[Extracted entries]
________________________________________

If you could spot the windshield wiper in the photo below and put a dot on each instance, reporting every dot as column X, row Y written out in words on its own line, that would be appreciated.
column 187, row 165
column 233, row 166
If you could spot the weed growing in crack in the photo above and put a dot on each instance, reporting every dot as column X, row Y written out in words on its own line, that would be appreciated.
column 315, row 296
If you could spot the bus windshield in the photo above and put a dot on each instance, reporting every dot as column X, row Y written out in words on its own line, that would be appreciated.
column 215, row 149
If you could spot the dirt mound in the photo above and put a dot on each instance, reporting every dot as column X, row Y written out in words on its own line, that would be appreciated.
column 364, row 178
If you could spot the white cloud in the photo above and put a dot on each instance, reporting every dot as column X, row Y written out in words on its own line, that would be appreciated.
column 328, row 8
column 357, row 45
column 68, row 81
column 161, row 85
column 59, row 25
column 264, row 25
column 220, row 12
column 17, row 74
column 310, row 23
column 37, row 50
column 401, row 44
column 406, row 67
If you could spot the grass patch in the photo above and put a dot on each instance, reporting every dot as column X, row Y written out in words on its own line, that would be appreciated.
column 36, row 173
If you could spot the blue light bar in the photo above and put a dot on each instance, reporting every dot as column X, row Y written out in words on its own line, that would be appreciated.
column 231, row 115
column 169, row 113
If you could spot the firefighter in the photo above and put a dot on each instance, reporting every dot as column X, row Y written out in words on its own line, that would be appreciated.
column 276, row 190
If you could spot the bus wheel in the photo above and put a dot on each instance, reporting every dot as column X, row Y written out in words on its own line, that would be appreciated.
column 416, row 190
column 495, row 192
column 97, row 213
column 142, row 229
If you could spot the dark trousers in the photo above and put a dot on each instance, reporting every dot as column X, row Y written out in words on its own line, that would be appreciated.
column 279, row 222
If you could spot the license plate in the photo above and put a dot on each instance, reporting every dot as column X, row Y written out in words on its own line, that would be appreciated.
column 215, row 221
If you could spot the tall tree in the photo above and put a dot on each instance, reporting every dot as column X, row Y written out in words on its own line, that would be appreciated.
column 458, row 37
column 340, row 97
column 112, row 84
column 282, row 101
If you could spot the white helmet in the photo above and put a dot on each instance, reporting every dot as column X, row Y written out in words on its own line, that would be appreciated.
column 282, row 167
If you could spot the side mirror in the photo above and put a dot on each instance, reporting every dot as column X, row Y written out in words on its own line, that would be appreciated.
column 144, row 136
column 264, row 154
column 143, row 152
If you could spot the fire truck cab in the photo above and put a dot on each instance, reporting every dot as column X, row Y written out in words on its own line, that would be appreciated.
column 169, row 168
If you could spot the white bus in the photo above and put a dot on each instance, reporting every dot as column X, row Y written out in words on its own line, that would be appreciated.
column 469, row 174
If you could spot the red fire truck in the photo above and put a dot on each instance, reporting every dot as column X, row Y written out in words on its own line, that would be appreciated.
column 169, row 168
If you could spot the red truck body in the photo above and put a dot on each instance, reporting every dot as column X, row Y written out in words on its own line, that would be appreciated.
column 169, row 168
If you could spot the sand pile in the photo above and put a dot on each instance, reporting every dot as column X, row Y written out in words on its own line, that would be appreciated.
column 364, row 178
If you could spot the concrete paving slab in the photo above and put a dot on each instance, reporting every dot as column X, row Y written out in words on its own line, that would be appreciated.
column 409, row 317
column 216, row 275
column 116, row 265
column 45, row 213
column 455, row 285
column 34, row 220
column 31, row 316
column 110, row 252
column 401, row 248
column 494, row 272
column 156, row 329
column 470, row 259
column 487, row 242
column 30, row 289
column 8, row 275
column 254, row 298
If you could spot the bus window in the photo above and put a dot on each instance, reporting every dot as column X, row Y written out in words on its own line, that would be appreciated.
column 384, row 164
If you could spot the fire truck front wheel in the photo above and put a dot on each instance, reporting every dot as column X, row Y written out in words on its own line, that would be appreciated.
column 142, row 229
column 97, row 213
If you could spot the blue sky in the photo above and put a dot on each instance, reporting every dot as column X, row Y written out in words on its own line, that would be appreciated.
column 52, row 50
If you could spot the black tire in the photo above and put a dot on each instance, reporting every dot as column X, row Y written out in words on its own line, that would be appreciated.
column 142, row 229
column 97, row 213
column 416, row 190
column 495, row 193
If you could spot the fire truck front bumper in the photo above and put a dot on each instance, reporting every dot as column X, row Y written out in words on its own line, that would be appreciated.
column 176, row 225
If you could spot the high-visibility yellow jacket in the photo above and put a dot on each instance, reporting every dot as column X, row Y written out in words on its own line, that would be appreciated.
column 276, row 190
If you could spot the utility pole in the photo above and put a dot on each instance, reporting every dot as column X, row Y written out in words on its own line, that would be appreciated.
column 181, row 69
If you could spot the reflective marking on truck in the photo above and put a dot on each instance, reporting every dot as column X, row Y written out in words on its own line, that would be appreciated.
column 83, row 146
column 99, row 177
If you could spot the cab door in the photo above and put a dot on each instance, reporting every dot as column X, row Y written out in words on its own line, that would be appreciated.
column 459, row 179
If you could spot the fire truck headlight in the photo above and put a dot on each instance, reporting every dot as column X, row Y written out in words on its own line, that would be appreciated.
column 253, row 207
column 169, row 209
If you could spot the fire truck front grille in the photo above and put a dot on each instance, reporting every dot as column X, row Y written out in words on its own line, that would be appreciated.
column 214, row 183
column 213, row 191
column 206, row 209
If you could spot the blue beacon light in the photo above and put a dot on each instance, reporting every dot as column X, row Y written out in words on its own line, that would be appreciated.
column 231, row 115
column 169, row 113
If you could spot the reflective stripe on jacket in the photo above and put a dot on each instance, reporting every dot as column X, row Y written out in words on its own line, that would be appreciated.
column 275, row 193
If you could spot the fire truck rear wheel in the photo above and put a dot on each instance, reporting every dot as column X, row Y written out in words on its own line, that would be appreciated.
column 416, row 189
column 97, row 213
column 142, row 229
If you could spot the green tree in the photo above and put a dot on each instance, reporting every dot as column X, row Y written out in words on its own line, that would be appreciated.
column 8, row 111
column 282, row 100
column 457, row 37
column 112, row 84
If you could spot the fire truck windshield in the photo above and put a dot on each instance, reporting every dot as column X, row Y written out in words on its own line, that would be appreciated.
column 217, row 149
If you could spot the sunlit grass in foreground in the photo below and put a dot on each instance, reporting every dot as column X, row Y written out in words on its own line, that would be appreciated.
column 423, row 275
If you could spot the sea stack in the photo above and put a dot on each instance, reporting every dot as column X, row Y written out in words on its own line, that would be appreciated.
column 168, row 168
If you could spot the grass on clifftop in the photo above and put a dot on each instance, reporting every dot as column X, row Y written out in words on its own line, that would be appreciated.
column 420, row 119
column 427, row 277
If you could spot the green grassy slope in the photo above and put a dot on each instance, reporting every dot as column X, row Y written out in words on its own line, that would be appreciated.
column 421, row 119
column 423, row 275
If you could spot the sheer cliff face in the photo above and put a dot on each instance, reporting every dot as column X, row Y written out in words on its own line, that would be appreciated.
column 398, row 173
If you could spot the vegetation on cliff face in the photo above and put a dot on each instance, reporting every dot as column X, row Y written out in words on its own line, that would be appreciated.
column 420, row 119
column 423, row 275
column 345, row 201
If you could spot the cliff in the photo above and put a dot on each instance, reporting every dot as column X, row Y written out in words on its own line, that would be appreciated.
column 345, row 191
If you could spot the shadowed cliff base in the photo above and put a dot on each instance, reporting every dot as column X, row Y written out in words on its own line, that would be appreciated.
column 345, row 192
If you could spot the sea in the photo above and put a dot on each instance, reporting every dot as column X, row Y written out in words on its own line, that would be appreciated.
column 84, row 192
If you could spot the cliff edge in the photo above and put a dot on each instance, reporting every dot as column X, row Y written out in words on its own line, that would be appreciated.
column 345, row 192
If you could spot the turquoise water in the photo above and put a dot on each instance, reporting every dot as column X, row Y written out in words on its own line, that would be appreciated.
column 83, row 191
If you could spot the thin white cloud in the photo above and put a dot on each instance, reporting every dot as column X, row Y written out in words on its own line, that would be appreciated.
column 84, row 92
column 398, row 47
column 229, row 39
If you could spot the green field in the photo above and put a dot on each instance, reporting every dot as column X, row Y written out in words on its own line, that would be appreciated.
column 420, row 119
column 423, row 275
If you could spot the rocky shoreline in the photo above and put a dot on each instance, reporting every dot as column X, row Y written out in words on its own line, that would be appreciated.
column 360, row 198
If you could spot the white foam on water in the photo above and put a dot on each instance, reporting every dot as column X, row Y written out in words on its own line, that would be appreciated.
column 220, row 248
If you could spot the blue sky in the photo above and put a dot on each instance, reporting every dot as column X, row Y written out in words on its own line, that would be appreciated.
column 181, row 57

________________________________________

:: Written instruction ::
Edit the entries from the line that contains "If you could spot the fire truck front grille" through the line that contains "column 275, row 193", replacing "reflective stripe" with "reflective band" and leaving everything else unchanged. Give back only those lines.

:: Complete response ::
If you could spot the fire truck front grille in the photo above and put a dot on each instance, reporting every dot as column X, row Y written out in words on its own line, that would be appreciated.
column 214, row 183
column 213, row 191
column 206, row 209
If you could spot the blue beacon light in the photo above and put a dot on each instance, reporting every dot as column X, row Y written out in words on its own line, that would be appreciated.
column 231, row 115
column 169, row 113
If you could spot the reflective band on jacket in the photo above and put a dot on each instance, reporting every dot as column X, row Y written out in words on its own line, that would be appreciated.
column 275, row 193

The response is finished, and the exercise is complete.